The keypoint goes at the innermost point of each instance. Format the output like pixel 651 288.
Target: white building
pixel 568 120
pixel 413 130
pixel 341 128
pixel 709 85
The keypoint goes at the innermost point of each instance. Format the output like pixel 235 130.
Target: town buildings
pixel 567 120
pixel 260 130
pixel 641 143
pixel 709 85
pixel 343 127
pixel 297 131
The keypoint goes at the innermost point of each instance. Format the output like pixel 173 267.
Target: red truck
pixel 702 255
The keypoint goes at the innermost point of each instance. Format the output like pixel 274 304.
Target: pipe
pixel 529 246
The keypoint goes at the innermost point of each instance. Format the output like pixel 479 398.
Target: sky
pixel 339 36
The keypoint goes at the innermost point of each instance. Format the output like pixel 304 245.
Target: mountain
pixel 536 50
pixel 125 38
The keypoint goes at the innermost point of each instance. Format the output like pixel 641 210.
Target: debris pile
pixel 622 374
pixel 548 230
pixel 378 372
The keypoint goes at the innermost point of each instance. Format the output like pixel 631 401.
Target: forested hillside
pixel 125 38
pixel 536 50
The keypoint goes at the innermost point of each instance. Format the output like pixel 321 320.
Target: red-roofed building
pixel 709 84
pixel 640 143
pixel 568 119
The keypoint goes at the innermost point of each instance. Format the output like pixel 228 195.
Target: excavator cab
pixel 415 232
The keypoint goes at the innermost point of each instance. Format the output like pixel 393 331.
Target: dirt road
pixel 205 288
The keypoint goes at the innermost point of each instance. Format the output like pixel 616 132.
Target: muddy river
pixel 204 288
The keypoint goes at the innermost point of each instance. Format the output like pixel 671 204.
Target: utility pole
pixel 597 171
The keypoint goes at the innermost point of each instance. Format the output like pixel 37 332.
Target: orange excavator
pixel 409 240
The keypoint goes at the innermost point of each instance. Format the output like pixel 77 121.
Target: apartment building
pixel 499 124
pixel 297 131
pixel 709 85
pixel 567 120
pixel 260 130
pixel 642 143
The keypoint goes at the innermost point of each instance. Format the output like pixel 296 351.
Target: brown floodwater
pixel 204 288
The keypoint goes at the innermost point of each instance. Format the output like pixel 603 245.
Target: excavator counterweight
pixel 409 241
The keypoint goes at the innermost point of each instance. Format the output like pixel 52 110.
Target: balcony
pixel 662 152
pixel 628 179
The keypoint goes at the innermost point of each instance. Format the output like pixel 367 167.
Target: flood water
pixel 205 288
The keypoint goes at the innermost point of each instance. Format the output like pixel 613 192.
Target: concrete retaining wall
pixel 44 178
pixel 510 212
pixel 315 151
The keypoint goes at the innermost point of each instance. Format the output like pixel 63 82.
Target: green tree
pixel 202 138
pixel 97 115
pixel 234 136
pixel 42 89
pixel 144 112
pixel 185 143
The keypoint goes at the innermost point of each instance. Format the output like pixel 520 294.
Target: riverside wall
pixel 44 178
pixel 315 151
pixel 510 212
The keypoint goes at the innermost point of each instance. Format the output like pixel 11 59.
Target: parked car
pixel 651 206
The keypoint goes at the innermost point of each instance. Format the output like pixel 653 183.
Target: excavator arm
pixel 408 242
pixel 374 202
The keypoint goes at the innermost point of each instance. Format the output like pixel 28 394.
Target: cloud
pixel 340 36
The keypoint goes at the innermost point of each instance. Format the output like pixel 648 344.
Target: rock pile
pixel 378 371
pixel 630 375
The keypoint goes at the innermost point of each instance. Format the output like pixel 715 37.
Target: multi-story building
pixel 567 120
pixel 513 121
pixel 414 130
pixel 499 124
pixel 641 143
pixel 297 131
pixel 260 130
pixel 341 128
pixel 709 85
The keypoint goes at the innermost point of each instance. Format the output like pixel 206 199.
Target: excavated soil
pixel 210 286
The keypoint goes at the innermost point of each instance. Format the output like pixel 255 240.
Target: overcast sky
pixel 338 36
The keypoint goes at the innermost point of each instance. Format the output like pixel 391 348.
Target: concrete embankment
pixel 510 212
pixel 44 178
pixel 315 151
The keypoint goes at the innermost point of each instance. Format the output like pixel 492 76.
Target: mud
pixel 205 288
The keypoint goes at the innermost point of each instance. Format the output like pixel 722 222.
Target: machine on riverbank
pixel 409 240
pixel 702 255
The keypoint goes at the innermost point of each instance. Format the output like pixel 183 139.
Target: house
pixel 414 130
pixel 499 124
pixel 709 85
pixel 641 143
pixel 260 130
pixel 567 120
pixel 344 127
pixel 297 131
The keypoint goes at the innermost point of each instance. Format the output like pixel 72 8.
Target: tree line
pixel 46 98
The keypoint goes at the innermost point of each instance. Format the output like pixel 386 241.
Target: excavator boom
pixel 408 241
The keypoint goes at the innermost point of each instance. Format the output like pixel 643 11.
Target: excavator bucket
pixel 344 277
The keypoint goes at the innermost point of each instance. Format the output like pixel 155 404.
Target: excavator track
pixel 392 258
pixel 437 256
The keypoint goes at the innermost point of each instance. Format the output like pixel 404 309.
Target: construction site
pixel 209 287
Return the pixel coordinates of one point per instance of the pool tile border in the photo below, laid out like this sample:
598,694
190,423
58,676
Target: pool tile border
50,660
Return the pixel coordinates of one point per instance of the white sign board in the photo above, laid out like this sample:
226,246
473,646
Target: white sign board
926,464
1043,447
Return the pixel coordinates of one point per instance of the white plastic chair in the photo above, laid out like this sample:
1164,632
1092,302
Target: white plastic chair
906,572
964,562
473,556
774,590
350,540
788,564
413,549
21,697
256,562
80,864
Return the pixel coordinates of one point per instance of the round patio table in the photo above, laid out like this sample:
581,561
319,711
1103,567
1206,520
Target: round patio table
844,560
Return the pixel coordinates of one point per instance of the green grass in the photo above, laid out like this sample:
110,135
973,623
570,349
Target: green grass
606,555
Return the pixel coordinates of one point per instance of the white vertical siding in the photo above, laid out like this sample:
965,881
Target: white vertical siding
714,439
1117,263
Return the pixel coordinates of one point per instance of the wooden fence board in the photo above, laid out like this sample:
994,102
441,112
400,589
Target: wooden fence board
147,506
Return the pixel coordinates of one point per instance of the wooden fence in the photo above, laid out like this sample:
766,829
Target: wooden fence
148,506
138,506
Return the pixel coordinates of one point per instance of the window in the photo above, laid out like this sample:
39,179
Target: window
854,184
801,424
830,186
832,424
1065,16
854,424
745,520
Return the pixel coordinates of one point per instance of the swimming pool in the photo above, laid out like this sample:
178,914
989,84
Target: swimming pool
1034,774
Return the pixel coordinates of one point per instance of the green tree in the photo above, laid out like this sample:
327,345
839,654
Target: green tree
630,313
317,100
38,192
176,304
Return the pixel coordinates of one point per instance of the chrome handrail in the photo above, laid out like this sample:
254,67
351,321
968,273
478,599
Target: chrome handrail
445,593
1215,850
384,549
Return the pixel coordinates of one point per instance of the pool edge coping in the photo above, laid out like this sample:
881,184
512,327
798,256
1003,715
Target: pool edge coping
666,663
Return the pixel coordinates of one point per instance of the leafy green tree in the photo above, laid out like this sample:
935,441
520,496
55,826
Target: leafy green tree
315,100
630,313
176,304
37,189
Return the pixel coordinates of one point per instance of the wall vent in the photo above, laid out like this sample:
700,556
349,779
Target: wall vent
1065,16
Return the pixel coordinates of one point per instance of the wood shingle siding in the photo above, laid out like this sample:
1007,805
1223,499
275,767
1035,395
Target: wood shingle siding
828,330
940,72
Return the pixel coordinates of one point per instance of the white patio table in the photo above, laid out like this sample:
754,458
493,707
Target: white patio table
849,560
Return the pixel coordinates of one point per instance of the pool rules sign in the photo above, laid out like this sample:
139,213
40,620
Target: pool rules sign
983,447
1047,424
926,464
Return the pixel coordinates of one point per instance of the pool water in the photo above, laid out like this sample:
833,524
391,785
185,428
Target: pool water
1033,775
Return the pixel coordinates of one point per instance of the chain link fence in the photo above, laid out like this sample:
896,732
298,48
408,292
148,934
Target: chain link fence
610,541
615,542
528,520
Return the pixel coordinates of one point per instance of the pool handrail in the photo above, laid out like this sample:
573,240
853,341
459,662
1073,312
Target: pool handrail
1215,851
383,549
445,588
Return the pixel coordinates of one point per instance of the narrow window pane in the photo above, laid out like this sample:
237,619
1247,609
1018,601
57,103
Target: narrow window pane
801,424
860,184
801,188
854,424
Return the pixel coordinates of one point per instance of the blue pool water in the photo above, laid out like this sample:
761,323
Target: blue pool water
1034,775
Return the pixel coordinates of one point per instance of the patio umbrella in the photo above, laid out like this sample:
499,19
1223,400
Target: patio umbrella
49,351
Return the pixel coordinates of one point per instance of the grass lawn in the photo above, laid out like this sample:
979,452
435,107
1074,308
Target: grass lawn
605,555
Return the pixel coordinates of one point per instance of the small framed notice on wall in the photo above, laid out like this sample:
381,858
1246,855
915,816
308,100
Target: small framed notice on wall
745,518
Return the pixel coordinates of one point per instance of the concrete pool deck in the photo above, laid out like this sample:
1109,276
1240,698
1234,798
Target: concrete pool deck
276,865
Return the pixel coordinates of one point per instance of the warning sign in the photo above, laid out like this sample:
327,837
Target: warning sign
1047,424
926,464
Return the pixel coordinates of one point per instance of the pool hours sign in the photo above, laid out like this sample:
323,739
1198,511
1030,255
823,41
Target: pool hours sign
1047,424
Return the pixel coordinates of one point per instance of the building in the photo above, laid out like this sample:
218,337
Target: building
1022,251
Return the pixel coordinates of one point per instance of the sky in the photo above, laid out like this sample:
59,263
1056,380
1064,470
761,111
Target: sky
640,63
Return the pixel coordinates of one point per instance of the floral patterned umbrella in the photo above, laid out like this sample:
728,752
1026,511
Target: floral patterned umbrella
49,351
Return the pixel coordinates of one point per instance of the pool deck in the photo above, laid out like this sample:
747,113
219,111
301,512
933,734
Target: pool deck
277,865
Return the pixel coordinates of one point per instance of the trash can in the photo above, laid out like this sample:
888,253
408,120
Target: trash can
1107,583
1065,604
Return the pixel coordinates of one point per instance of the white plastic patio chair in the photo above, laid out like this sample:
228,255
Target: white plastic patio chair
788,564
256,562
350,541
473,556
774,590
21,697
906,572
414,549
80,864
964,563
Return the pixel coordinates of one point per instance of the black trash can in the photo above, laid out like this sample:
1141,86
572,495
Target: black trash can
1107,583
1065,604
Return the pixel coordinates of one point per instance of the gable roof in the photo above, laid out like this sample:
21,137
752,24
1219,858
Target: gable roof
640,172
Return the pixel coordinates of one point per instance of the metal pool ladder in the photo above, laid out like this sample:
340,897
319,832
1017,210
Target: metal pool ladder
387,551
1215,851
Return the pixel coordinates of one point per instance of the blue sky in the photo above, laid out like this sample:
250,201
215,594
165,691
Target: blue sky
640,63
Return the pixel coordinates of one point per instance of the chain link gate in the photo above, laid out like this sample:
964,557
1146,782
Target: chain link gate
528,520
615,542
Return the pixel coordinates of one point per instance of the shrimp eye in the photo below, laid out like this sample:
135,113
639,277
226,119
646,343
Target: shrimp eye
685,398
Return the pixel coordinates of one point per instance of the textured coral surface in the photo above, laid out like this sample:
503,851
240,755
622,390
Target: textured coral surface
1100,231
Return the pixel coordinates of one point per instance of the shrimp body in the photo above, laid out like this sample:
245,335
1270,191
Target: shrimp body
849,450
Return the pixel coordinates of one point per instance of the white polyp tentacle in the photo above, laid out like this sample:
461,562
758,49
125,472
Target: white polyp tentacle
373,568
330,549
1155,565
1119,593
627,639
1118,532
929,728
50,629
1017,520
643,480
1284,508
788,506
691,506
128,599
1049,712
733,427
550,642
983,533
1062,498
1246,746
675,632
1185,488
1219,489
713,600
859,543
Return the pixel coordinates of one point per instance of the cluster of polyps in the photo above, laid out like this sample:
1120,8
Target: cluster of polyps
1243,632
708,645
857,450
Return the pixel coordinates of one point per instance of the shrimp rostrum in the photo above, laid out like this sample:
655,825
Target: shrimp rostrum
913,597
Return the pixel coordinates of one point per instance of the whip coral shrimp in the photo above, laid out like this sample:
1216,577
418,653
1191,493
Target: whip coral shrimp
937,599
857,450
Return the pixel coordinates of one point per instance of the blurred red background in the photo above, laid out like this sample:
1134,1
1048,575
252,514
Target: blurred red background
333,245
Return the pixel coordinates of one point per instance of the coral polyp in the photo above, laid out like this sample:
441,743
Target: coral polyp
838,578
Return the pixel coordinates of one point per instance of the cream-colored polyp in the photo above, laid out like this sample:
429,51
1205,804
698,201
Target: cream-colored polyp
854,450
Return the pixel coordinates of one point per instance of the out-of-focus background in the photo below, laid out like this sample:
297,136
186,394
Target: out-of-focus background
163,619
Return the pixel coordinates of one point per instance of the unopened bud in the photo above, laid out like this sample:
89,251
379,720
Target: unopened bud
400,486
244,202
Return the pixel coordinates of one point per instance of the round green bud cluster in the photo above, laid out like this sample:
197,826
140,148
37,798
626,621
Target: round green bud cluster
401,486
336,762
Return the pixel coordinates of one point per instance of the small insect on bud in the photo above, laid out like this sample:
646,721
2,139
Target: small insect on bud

Exercise task >> Move the records starting at the line that contains "pixel 72 8." and ending at the line that contains "pixel 408 241" into your reply, keeping every line and adding -62 to each coordinate in the answers.

Task response >>
The keypoint goes at the innermost point of each instance. Format the output like pixel 72 8.
Target: tree line
pixel -16 36
The keypoint goes at the innermost point of each instance. Format the output like pixel 386 241.
Target: excavator boom
pixel 346 179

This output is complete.